-- start Data for this task --

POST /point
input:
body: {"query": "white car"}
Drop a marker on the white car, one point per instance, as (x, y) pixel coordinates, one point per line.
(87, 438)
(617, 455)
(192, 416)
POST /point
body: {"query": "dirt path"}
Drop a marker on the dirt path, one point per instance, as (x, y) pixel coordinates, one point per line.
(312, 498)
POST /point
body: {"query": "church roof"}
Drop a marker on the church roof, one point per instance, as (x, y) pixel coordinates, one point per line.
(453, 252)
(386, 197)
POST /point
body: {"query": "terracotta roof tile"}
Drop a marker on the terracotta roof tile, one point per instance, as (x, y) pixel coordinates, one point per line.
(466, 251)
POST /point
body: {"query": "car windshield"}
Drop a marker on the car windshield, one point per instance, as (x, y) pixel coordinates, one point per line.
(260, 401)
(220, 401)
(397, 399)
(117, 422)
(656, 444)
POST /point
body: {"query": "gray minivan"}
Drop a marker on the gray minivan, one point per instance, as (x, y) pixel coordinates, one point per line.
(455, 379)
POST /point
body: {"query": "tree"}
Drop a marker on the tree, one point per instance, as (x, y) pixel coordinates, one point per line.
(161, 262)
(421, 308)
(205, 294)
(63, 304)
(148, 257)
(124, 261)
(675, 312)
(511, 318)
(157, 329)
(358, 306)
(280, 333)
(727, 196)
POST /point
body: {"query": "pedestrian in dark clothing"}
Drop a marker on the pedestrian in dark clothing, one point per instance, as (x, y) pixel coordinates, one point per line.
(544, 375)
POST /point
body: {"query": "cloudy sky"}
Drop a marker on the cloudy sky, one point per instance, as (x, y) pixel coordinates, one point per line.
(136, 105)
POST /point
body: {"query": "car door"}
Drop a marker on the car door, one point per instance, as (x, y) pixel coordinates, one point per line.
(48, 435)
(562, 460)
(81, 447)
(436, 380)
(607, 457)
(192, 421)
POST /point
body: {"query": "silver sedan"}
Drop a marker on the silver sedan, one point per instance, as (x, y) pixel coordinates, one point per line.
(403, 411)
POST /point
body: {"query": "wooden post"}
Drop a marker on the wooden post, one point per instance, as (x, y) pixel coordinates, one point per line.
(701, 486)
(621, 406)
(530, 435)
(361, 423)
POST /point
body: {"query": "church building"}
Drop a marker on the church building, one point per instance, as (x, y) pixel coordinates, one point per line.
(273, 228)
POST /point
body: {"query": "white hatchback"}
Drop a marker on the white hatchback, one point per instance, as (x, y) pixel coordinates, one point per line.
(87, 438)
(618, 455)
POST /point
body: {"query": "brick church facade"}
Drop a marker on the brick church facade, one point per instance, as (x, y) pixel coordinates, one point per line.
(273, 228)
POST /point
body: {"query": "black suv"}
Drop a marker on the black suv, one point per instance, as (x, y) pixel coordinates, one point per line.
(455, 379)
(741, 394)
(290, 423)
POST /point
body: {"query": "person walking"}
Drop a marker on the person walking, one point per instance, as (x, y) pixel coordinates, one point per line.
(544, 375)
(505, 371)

-- end Data for this task --
-- start Data for this task --

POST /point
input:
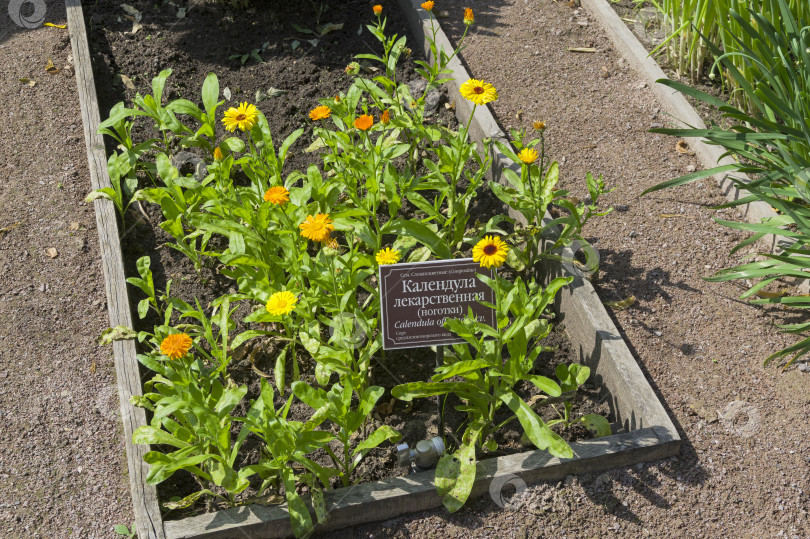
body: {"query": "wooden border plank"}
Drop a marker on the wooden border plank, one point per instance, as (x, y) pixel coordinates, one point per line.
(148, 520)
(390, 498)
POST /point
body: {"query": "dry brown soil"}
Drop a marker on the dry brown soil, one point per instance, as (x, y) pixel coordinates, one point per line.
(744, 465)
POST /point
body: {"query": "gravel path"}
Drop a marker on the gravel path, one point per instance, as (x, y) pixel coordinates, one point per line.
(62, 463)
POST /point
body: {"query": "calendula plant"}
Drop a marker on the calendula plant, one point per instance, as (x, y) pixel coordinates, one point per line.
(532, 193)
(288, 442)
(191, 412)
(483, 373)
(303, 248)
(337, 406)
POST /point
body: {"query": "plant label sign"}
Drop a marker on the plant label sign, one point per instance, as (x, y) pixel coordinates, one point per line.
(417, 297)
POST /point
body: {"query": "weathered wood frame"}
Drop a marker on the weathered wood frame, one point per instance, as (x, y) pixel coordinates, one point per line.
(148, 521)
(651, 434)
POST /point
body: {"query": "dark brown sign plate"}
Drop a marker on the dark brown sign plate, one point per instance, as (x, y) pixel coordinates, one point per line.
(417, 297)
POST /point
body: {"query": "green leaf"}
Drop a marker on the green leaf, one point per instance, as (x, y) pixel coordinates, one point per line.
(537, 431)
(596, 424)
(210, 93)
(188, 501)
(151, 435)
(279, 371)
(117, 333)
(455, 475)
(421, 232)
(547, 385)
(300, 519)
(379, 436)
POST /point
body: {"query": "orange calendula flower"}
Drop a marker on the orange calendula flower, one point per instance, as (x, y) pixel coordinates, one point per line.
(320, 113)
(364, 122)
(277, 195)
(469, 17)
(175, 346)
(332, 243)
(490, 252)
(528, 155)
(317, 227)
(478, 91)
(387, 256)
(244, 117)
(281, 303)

-- end Data for this task --

To do:
Pull out every line of the material above that contains the word "brown" and copy each one in full.

Correct output:
body: {"query": "dry brown soil"}
Drop a marker on the dry brown soil, one point per instance, as (x, y) pixel coordinates, one point per line.
body: {"query": "dark brown sign plate"}
Drop a marker on the dark brown sign plate, one point per instance, as (x, y) pixel coordinates, one point per line.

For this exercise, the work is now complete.